[Data records]

###

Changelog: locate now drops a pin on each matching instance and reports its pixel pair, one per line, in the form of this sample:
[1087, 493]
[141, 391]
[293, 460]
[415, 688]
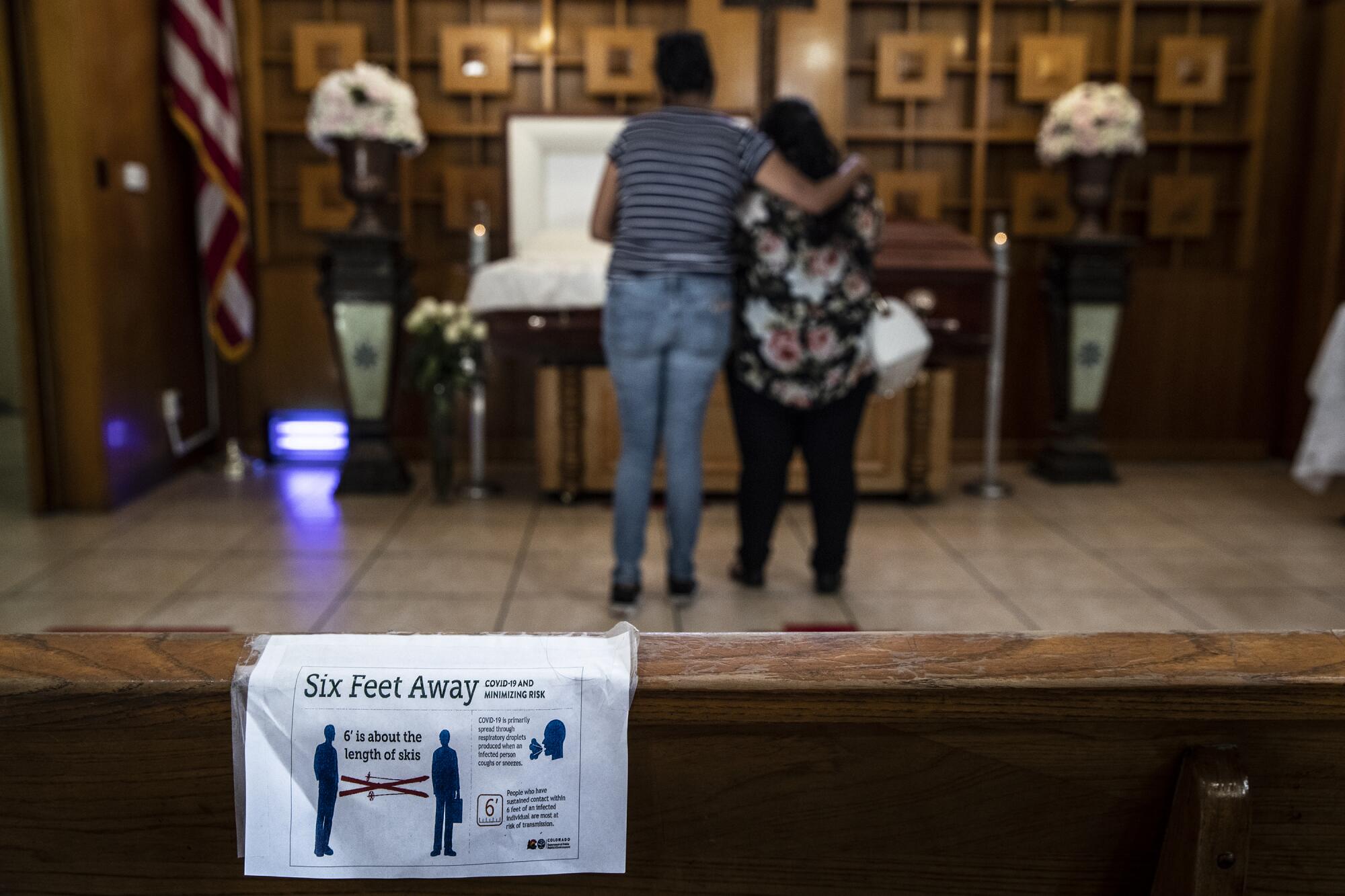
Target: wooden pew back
[906, 763]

###

→ **TASK ITEM**
Retype the data above exactly. Do not carry over any images.

→ **ANSWER TO THE PROBLEM**
Changelog: locate now drops a pin on each matching instance and reports its pixel pair, one per line, in the form of this sample:
[1087, 493]
[141, 391]
[293, 460]
[415, 688]
Target: wooden pew back
[906, 763]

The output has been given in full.